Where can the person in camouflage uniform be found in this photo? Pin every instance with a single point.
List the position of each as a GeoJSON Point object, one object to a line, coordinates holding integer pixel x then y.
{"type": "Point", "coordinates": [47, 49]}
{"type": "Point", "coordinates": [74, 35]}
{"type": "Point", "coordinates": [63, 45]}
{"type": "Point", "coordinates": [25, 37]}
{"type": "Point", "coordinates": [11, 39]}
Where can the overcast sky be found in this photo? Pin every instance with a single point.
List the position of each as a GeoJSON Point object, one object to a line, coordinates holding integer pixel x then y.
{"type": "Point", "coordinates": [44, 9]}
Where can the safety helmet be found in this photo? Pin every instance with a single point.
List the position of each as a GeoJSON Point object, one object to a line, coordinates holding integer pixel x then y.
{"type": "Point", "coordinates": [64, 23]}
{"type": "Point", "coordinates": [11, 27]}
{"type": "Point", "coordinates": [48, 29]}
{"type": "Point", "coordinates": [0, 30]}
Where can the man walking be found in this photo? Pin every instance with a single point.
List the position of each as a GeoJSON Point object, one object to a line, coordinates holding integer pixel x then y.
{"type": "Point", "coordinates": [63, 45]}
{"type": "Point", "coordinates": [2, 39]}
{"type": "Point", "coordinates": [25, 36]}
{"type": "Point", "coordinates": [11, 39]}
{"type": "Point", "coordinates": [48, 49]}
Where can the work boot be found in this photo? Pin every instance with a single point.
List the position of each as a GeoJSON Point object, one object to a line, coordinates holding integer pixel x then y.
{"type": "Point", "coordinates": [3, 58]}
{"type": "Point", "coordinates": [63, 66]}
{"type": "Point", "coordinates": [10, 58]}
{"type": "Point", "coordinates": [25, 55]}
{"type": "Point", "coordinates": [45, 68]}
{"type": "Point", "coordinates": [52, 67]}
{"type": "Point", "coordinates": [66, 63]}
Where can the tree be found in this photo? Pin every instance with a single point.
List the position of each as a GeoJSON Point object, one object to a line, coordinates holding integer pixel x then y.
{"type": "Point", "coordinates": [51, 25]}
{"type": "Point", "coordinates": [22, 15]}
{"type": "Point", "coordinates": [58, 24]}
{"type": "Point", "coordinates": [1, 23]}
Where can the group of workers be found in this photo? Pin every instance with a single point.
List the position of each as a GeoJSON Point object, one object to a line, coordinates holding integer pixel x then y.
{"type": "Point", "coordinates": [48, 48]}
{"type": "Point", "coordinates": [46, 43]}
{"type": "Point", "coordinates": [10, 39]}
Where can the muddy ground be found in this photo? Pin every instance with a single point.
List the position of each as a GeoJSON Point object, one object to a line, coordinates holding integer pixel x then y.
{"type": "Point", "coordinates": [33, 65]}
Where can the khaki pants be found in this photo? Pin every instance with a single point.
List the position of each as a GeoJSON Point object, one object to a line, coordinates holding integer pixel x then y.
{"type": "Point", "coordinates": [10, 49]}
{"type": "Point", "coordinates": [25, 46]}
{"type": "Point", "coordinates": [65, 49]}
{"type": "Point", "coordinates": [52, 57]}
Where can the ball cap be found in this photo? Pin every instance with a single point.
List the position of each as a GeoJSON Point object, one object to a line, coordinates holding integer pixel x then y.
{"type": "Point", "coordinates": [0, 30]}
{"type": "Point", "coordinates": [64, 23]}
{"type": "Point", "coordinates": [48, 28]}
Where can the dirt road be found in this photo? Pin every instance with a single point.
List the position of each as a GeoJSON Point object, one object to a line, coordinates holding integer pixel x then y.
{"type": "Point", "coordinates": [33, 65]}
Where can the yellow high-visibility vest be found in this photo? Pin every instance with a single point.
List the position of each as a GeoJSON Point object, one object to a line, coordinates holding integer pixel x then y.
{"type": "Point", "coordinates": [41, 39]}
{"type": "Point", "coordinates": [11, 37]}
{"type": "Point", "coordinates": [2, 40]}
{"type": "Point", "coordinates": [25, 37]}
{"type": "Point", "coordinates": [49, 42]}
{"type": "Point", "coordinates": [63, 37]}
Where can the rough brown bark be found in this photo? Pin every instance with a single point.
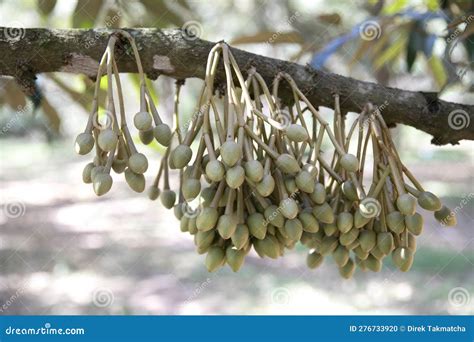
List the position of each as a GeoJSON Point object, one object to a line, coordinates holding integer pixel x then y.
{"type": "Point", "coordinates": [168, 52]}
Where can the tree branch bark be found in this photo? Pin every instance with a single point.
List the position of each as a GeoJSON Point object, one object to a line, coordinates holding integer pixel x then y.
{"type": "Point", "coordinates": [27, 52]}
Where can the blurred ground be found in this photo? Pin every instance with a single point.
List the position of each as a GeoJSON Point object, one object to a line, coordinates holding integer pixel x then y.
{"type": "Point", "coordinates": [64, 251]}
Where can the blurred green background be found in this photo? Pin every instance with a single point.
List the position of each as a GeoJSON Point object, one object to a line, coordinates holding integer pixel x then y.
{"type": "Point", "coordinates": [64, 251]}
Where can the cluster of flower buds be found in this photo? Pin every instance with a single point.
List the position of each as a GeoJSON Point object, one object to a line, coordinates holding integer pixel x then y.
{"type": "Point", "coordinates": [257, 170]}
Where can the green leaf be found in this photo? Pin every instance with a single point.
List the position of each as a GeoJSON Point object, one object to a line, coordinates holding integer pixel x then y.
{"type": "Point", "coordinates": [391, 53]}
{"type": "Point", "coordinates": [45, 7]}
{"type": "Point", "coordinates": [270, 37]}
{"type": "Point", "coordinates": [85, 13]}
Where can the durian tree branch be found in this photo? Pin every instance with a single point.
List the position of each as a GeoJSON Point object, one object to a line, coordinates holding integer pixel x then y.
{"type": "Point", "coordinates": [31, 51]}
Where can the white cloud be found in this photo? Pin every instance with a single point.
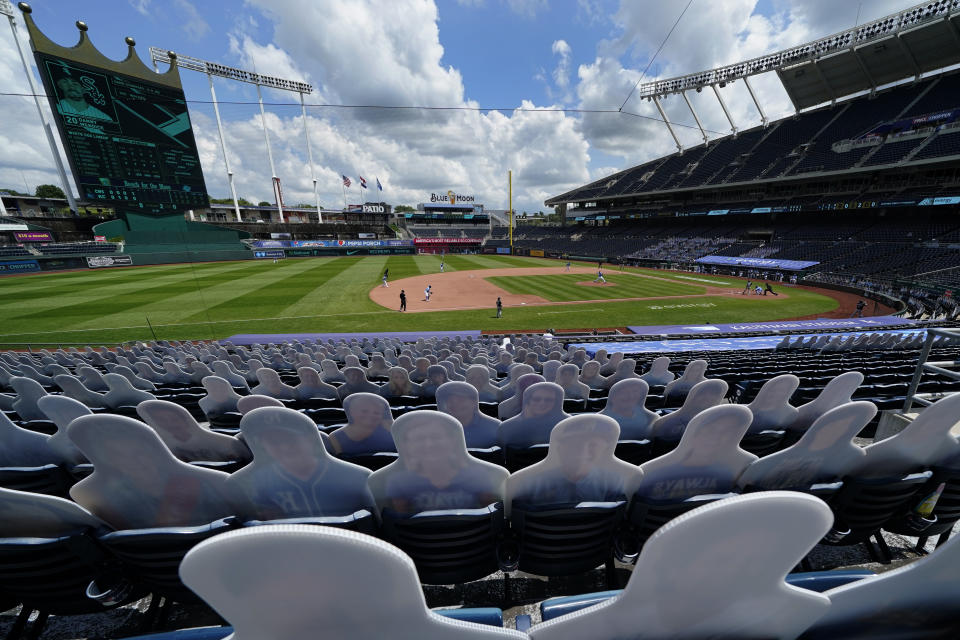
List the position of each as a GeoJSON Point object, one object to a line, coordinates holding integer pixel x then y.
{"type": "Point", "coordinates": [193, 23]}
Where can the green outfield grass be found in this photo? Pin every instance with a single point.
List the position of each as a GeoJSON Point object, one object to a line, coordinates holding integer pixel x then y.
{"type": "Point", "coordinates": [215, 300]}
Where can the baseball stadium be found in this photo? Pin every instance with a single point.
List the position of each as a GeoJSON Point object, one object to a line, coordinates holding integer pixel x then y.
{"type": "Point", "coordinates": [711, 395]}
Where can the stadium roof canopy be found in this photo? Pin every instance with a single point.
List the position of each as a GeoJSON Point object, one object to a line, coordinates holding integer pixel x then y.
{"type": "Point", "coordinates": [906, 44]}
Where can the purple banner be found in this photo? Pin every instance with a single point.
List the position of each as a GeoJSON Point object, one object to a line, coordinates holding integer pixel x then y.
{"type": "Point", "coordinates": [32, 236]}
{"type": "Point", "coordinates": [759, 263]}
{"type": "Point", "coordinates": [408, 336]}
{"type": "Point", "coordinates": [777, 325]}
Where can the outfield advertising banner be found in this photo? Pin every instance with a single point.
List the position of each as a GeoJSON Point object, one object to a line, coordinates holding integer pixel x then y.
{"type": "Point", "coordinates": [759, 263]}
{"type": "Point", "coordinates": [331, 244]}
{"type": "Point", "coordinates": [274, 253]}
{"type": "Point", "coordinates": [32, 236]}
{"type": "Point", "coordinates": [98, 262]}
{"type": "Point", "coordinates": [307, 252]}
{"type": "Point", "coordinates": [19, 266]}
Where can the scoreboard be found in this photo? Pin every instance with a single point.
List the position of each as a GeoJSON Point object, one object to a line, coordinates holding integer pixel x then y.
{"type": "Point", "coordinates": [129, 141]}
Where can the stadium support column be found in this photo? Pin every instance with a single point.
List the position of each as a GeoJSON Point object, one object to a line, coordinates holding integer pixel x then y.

-----

▶ **WORK ITEM**
Word for word, quote the lines of the material from the first line through the line with "Where can the work", both ends included.

▶ **RESULT OF THE EXERCISE**
Where can the person in camouflage uniform be found in this photo? Pin every instance with a single point.
List the position of each as a GeoJSON Point object, one object to a line, coordinates holding integer pixel x then y.
{"type": "Point", "coordinates": [47, 49]}
{"type": "Point", "coordinates": [74, 35]}
{"type": "Point", "coordinates": [63, 45]}
{"type": "Point", "coordinates": [25, 37]}
{"type": "Point", "coordinates": [11, 39]}
Where can the overcast sky be found in this photo? Pin every instance with a single point.
List the position of each as a GeoJSON Point object, one object to a line, coordinates holding integer pixel x then y.
{"type": "Point", "coordinates": [44, 9]}
Where can the safety helmet be found in this photo? Pin every instance with a single point.
List the position of each as a GeoJSON Point object, one object to a line, coordinates holding integer pixel x then y.
{"type": "Point", "coordinates": [64, 23]}
{"type": "Point", "coordinates": [11, 27]}
{"type": "Point", "coordinates": [48, 29]}
{"type": "Point", "coordinates": [0, 30]}
Where can the man walking be found in this photo? Pin every instance with a single point.
List the position of each as a GeoJSON Point object, one object to a line, coordinates holding integer pixel x then y.
{"type": "Point", "coordinates": [63, 45]}
{"type": "Point", "coordinates": [2, 39]}
{"type": "Point", "coordinates": [25, 36]}
{"type": "Point", "coordinates": [11, 39]}
{"type": "Point", "coordinates": [48, 49]}
Where can the work boot be found in this photo? Pin every instance with a single point.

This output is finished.